* _Excerpt provided_
= Beginning of Section =
She spoke of lofty ideals such as Zionism, Jewish pride, and love of the land. She made it clear how important the day was for her and her husband. Dr. Adelson referred to a quote from the post-biblical Jewish sages about how the Land of Israel is acquired through tribulation and made reference to those who tried to prevent the opening of the school.
“In Israel, being Israel, we also had to withstand our tribulations. In Israel, being Israel, there were opponents who tried to block the establishment of a critical institution on ancient Jewish land and to deny us legitimacy,” she declared. “But we won, Zionism won, the truth won.”
The university administration presented her with a copy of the first academic article published by a faculty member of the medical school.
The American ambassador to Israel, David Friedman, recited the “Sheheheyanu,” prayer, which is said on momentous occasions, and remarked that in the Book of Deuteronomy, God tells the Jewish people to choose life. Why life and not wisdom or truth? he asked. Choosing life, he said, means appreciation for the holiness and value of every human being, and the medical school was advancing life itself.
The med school’s 70 students – of 662 applicants, as the administration took pains to mention – are attending class for now in the natural sciences building, because the medical school’s own building on the campus in the West Bank settlement is not finished.
= End of Section =
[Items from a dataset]
= Beginning of Section =
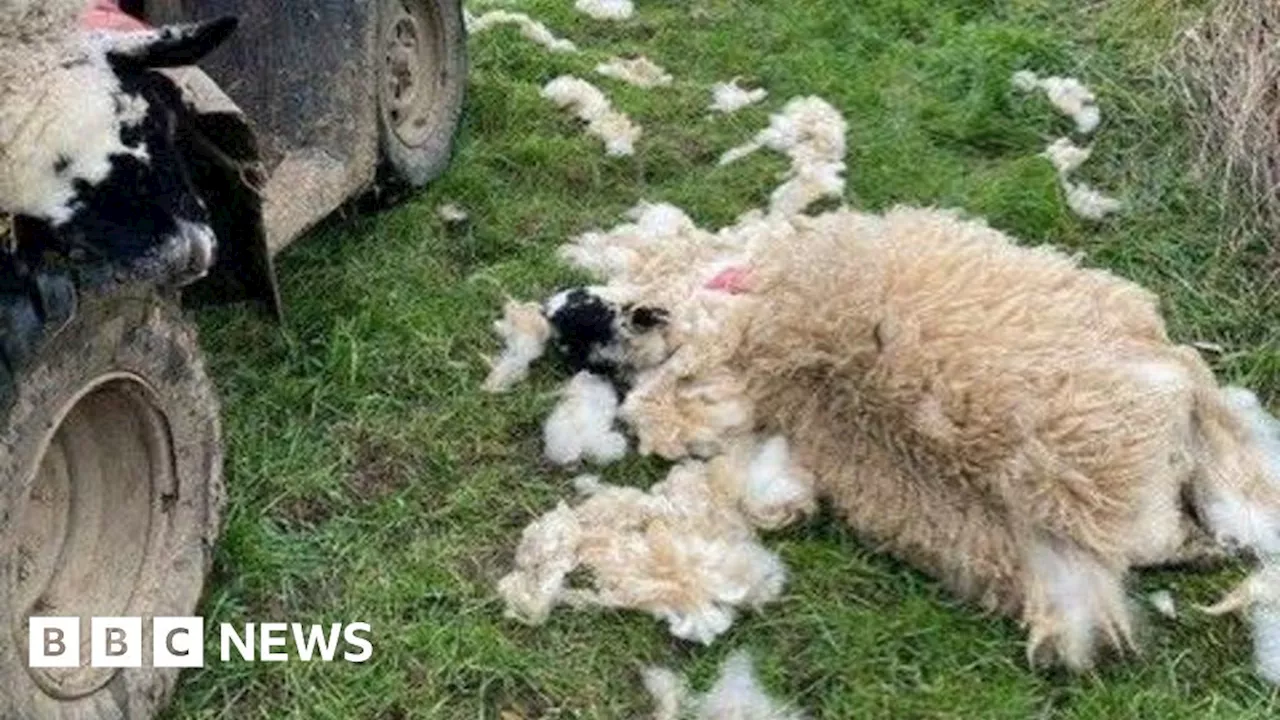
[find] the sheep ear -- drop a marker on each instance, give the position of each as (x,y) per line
(647,318)
(170,46)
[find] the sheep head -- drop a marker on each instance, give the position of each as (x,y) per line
(94,150)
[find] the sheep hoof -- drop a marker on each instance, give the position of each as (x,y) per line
(1075,605)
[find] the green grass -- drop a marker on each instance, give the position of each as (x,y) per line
(371,481)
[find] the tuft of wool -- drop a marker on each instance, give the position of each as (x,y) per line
(545,555)
(730,98)
(1164,604)
(606,9)
(640,72)
(736,695)
(452,213)
(1065,155)
(581,424)
(1260,596)
(524,332)
(777,490)
(1070,96)
(670,692)
(1088,203)
(529,27)
(812,133)
(680,551)
(1082,199)
(590,105)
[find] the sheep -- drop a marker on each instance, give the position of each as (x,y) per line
(87,142)
(1014,424)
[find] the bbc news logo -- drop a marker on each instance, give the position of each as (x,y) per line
(179,642)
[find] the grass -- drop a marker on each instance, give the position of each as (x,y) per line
(371,481)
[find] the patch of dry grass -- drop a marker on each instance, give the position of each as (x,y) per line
(1229,65)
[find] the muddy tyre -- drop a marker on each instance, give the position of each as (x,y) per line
(110,495)
(421,81)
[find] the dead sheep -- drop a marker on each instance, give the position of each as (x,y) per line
(1001,418)
(86,145)
(581,425)
(685,551)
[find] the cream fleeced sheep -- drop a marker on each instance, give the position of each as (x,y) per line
(592,106)
(1011,423)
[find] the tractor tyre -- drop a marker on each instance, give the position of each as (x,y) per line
(421,82)
(110,495)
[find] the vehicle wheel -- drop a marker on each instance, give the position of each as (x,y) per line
(110,496)
(421,81)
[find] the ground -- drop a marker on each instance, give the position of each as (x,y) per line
(370,479)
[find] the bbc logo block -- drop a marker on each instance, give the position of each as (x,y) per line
(53,642)
(115,642)
(179,642)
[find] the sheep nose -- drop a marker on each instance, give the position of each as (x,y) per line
(193,246)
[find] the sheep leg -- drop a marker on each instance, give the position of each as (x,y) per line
(1075,601)
(1235,488)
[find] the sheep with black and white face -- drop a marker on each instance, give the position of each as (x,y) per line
(90,140)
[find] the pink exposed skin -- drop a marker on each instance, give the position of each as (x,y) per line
(734,281)
(106,14)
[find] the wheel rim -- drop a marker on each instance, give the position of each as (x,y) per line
(412,57)
(85,531)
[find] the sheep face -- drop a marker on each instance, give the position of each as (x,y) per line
(600,335)
(105,169)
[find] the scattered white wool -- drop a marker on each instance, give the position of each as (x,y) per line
(1088,203)
(590,105)
(777,491)
(730,98)
(680,551)
(581,425)
(640,72)
(1164,604)
(1260,595)
(452,213)
(1025,81)
(612,254)
(529,27)
(1262,425)
(735,696)
(812,133)
(670,692)
(606,9)
(545,555)
(524,332)
(1065,155)
(1069,95)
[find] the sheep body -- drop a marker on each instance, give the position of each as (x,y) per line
(1016,425)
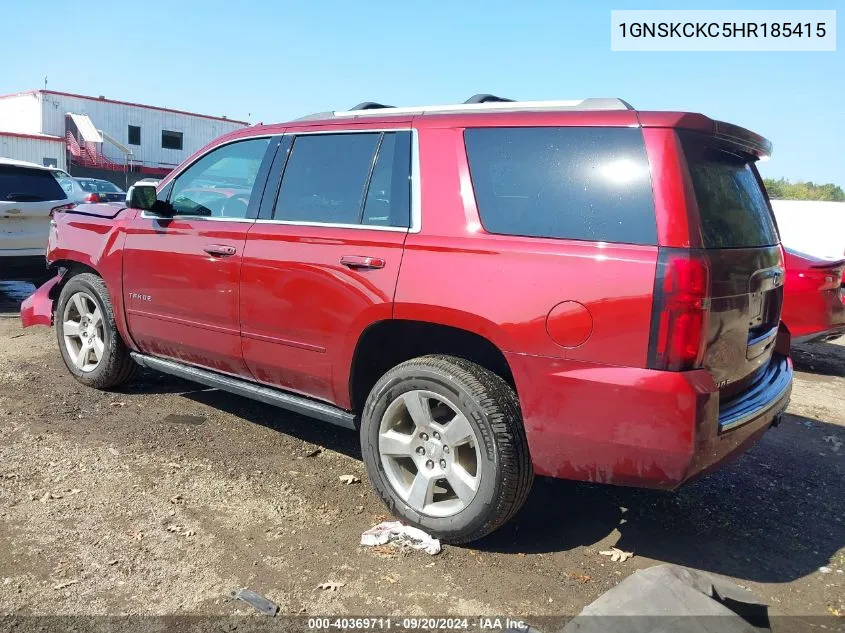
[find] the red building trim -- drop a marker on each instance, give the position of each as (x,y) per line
(126,103)
(38,137)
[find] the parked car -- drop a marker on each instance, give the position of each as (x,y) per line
(814,297)
(92,190)
(485,291)
(29,195)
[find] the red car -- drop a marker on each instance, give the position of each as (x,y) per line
(814,297)
(485,291)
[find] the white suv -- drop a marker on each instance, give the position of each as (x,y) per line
(28,195)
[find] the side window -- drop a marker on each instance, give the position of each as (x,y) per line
(347,179)
(579,183)
(220,184)
(326,178)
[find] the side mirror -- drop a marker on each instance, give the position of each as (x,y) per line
(143,196)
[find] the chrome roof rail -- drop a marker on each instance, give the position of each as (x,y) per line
(477,103)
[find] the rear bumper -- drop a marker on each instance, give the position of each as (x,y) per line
(22,267)
(639,427)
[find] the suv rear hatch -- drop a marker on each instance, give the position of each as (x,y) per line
(27,195)
(742,249)
(718,305)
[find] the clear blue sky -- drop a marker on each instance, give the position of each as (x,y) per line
(274,60)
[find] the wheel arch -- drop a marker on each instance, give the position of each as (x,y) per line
(384,344)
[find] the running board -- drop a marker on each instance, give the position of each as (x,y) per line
(238,386)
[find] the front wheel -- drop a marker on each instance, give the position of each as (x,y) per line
(445,448)
(88,338)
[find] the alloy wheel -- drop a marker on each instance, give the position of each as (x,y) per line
(430,453)
(82,327)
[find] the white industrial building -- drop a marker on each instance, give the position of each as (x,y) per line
(85,135)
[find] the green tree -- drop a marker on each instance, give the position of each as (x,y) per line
(783,189)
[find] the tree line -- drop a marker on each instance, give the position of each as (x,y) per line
(784,189)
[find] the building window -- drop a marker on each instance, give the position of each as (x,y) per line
(171,140)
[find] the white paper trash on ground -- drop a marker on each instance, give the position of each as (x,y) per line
(396,531)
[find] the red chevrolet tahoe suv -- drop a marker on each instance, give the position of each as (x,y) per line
(485,291)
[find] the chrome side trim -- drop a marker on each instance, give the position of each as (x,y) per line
(151,216)
(238,386)
(333,225)
(768,395)
(416,185)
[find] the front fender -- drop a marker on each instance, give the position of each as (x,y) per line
(37,309)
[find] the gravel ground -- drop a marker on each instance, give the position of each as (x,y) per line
(116,503)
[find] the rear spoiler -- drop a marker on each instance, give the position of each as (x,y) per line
(818,262)
(748,142)
(751,142)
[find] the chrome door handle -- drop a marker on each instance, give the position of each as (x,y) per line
(220,250)
(360,261)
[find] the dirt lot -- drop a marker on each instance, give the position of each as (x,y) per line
(108,506)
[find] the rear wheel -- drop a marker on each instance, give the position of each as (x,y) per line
(88,338)
(445,448)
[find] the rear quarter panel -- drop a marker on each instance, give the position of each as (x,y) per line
(504,287)
(94,240)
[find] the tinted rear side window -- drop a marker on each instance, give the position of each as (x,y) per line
(731,202)
(325,178)
(563,182)
(20,184)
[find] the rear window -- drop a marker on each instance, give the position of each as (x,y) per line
(21,184)
(731,201)
(563,182)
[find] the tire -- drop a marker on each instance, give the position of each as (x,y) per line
(424,407)
(114,366)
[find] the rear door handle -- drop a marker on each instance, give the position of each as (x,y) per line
(220,250)
(361,261)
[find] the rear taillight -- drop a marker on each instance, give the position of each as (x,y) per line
(825,279)
(60,208)
(680,310)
= End of Section =
* _Using the information_
**A)** Answer these questions from the account of the medical school opening:
(i) What prayer did the American ambassador to Israel recite?
(ii) How many students does the medical school have, and how many applied?
(iii) What did the university administration present to Dr. Adelson?
**B)** Pick up the account of the medical school opening after its last sentence and continue it.

* _Expected responses_
**A)**
(i) The "Sheheheyanu" prayer.
(ii) 70 students, out of 662 applicants.
(iii) A copy of the first academic article published by a faculty member of the medical school.

**B)**
The classroom was strewn with backpacks, water bottles and new white doctors’ smocks, a gift to the students. By the early afternoon, the students had finished a class in histology – the study of cells, tissues and organs. They took the opportunity during a break to get to know one another and talk about housing options.
“The class was interesting,” said Reut, 23, who wants to specialize in either oncology or gynecology. “I recently had to visit hospitals under unfortunate circumstances and I know that I’m interested in patient care.”
“I would have gone to study there even if the department had opened in Gaza,” joked Zahavit, a 30-year-old student, who has a bachelor’s degree in medical sciences from Tel Aviv University. She appeared rather satisfied so far.
Her friend Na’ama said Ariel was her first choice. “They said it would be a fun experience. The people are nice and it’s beautiful here.”
Na’ama and Zahavit are still living in Tel Aviv, but it’s clear to them that they will have to find an apartment in Ariel, because, as they put it, the schedule barely leaves them time to breathe.
There was a lot of tension over the summer, Zahavit said, expressing regret that the medical school couldn’t open last year, as the Ariel University administration had originally planned. “Many of us could have started last year,” she remarked.
The influence of Yigal Cohen-Orgad, Ariel University’s chancellor until his death two months ago, could be felt throughout the festive opening ceremony. He was mentioned frequently in both casual conversation and speeches.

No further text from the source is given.